***** PASSAGE CITÉ *****

Pendant la préhistoire de l'automobile (de1887 à 1900), l'autonomie réduite des
véhicules électriques passait inaperçue du fait de la fragilité des autres
voitures dont le rayon d'action était limité par la fréquence des pannes. En
fait, les voitures électriques Lohner-Porsche étaient peut-être un peu plus à
l'abri des pannes que les autres voitures. Leurs performances n'étaient pas
mauvaises: si on était optimiste, on pouvait espérer une autonomie de 65
kilomètres avec une vitesse moyenne de 25 km/h et des pointes à 45 km/ h. Dans
ce domaine, les voitures électriques actuelles n'ont que peu progressé, restant
à la merci de la technologie des accus.
La Lohner-Porsche était remarquable dans tous les domaines. Si ses freins
arrière à rubans étaient le reflet de la technologie de l'époque, les roues
avant étaient freinées par la mise en court-circuit du moteur. Il n'y avait pas
de boîte de vitesses (ni d'embrayage), mais un rhéostat à 6 crans faisait
office de boîte séquentielle. Les changements de vitesse s'accompagnaient d'une
coupure de l'alimentation électrique pour éviter les étincelles. Ces voitures
étaient décrites comme faciles à conduire, mais la recharge des accus et leurs
branchements semblent avoir été longs et laborieux.
Les moteurs électriques étant petits, Porsche eut l'idée d'en installer un dans
chaque roue et créa ainsi une des premières automobiles à traction intégrale.
Cette 4x4 "Lohner-Porsche Elektro-Rennwagen" (destinée à la course)
fut fabriquée en 1900 et vendue à un riche anglais. Chaque moteur développait
2.5cv et le poids des batteries atteignait 1800 kg. Bien que présentée comme
une "Rekordauto", ses performances étaient insuffisantes et le modèle
ne fut construit qu'à un seul exemplaire. Toujours en 1900, Ferdinand Porsche
fut tenté par l'idée de créer une voiture à propulsion mixte. Pour éviter la
nécessité d'emporter de lourdes batteries, il se dit que cette électricité
pouvait être créée sur place au moyen d'une génératrice actionnée par un petit
moteur. Bien sûr, le rendement n'était pas très bon puisque chaque changement
de forme d'énergie entraîne des pertes. Par contre, on pouvait bénéficier de la
fiabilité d'un moteur stationnaire à régime lent associé à la simplicité du
système Lohner-Porsche. Une idée intéressante était l'utilisation des batteries
pour démarrer le moteur à essence, Porsche inventa ainsi le premier démarreur
électrique.

*****

### VOS CONSIGNES
Dans le passage sur la Lohner-Porsche, quel dispositif faisait office de boîte séquentielle ?

***** EXTRAIT DE DONNÉES *****

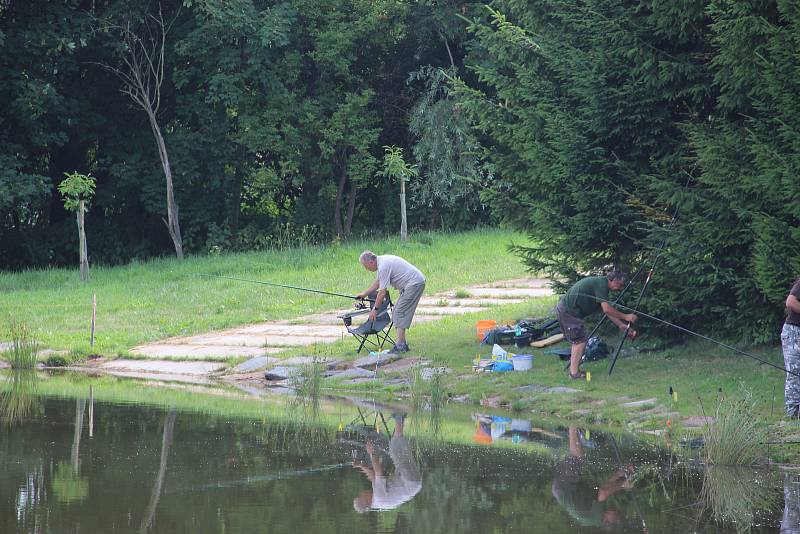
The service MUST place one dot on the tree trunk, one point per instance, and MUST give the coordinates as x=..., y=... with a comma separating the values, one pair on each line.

*****

### RÉSULTAT DE L'EXERCICE
Un rhéostat à 6 crans.